Back when BG came out, there were a lot of people complaining about RtwP. Hell, people complained when about Active Time Battle in Final Fantasy games. BioWare took the RtwP to a more action focus direction with their later games (e.g. Jade Empire, Dragon Age: Origins) before progressing into full-on Action RPGs. Which shows there's a spectrum of how detail oriented versus how action oriented an RPG is and games have fallen all along that spectrum. 

So I'm not surprised people are upset about BG3 being turn-based only. It would just be a different set of people complaining if it was RtwP only.


----------



## Scribe

Ruin Explorer said:


> I think they're more divisive with a certain generation, who are mostly 35-50-ish now, than with younger gamers. People who grew up playing single-player RTSes and Infinity Engine games like BG/IWD/PST and so on are pretty loudly keen on Real-time-with-Pause (RtwP), but there's a ton of pushback on games using it, and games which use turn-based approaches, like DOS1/2, have been generally reviewed better and been better regarded than games which were designed for RtwP. It's to the point now where of the selling-points of Wrath of the Righteous was that it had turn-based built-in from day 1, and the turn-based patch for Kingmaker made it a lot more popular (whereas the turn-based patch for Deadfire showed how Deadfire's system was really well-designed for RtwP and just not great for turn-based).
> 
> I will say I feel kind of vindicated by this because I always favoured turn-based and thought RtwP was an evolutionary dead end.
> 
> I did see one game actually make good use of RtwP, but it was an obscure indie whose name escapes me, with a custom design, not emulating a turn-based tabletop game in way that is inexplicably not turn-based.




Yeah I think it just depends now. I didn't mind real time, but in Wrath, at higher difficulties,  it just doesn't make sense. I enjoy turn based much more now.

□ □ □ □ □ □ □

> Stated problem 1
Answer from the forum thread:
(a) Which two BioWare games are named as examples of its more action-focused direction?
(b) What age range does the quoted post give for the generation it describes?
(c) In which game does the final reply say real time makes no sense at higher difficulties?

□ □ □ □ □ □ □

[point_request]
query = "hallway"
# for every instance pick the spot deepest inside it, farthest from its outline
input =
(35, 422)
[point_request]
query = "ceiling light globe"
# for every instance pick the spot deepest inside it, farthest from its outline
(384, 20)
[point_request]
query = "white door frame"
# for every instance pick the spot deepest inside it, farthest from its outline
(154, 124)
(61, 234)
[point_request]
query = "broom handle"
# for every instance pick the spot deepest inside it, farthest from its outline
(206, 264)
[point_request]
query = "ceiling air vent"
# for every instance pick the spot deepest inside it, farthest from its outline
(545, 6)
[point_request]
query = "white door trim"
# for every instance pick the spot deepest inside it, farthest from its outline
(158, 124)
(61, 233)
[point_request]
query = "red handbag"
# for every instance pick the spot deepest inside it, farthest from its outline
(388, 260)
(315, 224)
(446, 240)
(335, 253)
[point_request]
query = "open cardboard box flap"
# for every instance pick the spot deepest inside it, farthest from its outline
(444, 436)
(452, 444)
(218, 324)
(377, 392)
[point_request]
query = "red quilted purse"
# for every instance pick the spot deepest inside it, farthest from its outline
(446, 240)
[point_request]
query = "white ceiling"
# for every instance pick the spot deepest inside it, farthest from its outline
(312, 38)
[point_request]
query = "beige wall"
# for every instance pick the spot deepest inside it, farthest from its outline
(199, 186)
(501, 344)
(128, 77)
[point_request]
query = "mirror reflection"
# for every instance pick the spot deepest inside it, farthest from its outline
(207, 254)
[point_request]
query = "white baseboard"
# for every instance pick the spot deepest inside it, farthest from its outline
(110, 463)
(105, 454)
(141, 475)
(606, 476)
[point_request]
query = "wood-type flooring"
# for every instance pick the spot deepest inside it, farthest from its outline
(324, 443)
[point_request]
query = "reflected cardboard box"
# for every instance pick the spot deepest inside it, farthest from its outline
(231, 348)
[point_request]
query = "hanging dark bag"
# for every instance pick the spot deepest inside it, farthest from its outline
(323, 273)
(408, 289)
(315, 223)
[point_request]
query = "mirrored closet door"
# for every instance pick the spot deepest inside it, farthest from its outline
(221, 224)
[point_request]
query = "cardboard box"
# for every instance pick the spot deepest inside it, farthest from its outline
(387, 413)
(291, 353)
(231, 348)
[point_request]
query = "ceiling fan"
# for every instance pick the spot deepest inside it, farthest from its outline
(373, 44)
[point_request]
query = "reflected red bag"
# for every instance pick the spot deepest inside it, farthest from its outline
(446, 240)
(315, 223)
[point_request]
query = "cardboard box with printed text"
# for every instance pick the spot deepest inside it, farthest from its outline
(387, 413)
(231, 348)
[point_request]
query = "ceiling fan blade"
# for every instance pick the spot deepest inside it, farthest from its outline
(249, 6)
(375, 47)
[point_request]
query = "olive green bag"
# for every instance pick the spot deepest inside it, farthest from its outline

□ □ □ □ □ □ □

> Stated problem 2
Extract each line of the records that contains the word "ceiling".

> Correct output 1
(a) Jade Empire and Dragon Age: Origins
(b) Mostly 35-50-ish
(c) Wrath

> Correct output 2
query = "ceiling light globe"
query = "ceiling air vent"
query = "white ceiling"
query = "ceiling fan"
query = "ceiling fan blade"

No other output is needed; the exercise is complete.